### Given request:
Repeat the whole listing exactly.

### Items:
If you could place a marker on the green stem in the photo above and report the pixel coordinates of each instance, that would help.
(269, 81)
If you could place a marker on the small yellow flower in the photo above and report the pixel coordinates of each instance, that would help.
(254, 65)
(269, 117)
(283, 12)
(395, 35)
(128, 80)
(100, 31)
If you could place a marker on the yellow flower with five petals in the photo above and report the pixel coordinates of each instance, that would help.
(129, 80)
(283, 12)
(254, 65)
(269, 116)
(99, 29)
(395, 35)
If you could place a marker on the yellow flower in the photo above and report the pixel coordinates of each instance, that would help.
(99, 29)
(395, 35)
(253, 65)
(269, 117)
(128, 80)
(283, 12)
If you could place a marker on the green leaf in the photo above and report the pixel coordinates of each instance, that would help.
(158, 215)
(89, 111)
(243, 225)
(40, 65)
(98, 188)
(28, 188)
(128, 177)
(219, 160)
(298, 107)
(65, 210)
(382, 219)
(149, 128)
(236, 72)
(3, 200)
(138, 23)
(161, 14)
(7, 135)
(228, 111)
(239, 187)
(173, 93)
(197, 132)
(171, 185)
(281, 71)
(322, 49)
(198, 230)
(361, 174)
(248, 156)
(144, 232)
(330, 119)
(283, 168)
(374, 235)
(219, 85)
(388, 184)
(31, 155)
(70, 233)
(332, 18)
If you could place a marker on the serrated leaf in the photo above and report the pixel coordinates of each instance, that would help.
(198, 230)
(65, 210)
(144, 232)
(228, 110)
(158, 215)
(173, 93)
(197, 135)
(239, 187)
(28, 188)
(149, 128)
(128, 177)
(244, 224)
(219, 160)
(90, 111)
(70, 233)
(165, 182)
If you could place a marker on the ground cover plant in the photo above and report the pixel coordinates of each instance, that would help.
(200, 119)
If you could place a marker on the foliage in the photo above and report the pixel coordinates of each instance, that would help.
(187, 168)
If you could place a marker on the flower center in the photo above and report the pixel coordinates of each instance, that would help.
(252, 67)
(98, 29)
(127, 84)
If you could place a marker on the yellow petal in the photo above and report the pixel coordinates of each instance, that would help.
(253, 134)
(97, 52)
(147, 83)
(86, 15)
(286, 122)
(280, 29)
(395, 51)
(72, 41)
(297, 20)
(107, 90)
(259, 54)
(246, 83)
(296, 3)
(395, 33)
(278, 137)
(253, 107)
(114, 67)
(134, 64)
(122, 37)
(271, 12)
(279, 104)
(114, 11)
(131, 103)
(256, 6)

### Output of the task:
If you could place a marker on the green stem in the photo above and report the pixel coordinates of each instance, that would help.
(269, 81)
If you could place a marker on the small yellow flower in the photo above and report the pixel coordinates of each instance, that would help.
(254, 65)
(269, 117)
(283, 12)
(395, 35)
(128, 80)
(100, 31)
If you could place a marker on the yellow flower with five petals in the photo above and report the pixel coordinates of each instance, that would help.
(129, 80)
(283, 12)
(254, 65)
(269, 116)
(99, 29)
(395, 35)
If you could place a marker on the yellow flower in the photo above and report the pixel coordinates of each instance, that would help.
(99, 29)
(395, 35)
(253, 65)
(269, 117)
(128, 80)
(283, 12)
If you could place a marker on the green leaf in the photo above and report the pixel coordinates of each instance, that would help.
(158, 215)
(89, 111)
(243, 225)
(40, 65)
(98, 188)
(28, 188)
(128, 177)
(219, 160)
(298, 107)
(65, 210)
(382, 219)
(149, 128)
(236, 72)
(3, 200)
(138, 23)
(161, 14)
(7, 135)
(228, 111)
(239, 187)
(173, 93)
(197, 132)
(171, 185)
(281, 71)
(322, 49)
(198, 230)
(361, 174)
(248, 156)
(144, 232)
(330, 119)
(283, 168)
(374, 235)
(219, 85)
(388, 184)
(31, 155)
(70, 233)
(332, 18)
If you could place a marker on the serrated leaf in the photo above and report the pixel coordinates of each instance, that would help.
(198, 230)
(65, 210)
(144, 232)
(228, 110)
(158, 215)
(173, 93)
(197, 135)
(239, 187)
(28, 188)
(149, 128)
(128, 177)
(244, 224)
(219, 160)
(90, 111)
(70, 233)
(165, 182)
If you could place a marker on the ground cover plant in the photo above and report the pixel coordinates of each instance, that would help.
(200, 119)
If you could place a marker on the foliage in the photo above and report the pixel coordinates of each instance, that would help.
(187, 168)
If you could place a marker on the flower center in the photo above and report the pixel coordinates of each instance, that would help.
(252, 67)
(98, 29)
(127, 84)
If you could place a marker on the yellow petal in the photo above and report the pixel coordinates of each instance, that would help.
(253, 134)
(97, 52)
(147, 83)
(86, 15)
(286, 122)
(280, 29)
(395, 51)
(72, 41)
(297, 20)
(107, 90)
(259, 54)
(246, 83)
(296, 3)
(395, 33)
(278, 137)
(253, 107)
(114, 67)
(134, 64)
(122, 37)
(271, 12)
(279, 104)
(114, 11)
(131, 103)
(256, 6)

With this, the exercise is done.